STATED EXERCISE » Render every line of the records below as a Markdown table with the columns Row and Record line, numbering the rows and skipping blank lines.

** Start DATA PROVIDED **

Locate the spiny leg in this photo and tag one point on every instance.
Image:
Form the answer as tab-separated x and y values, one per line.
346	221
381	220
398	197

** End DATA PROVIDED **

ANSWER TO THE EXERCISE »
| Row | Record line |
|---|---|
| 1 | Locate the spiny leg in this photo and tag one point on every instance. |
| 2 | Image: |
| 3 | Form the answer as tab-separated x and y values, one per line. |
| 4 | 346	221 |
| 5 | 381	220 |
| 6 | 398	197 |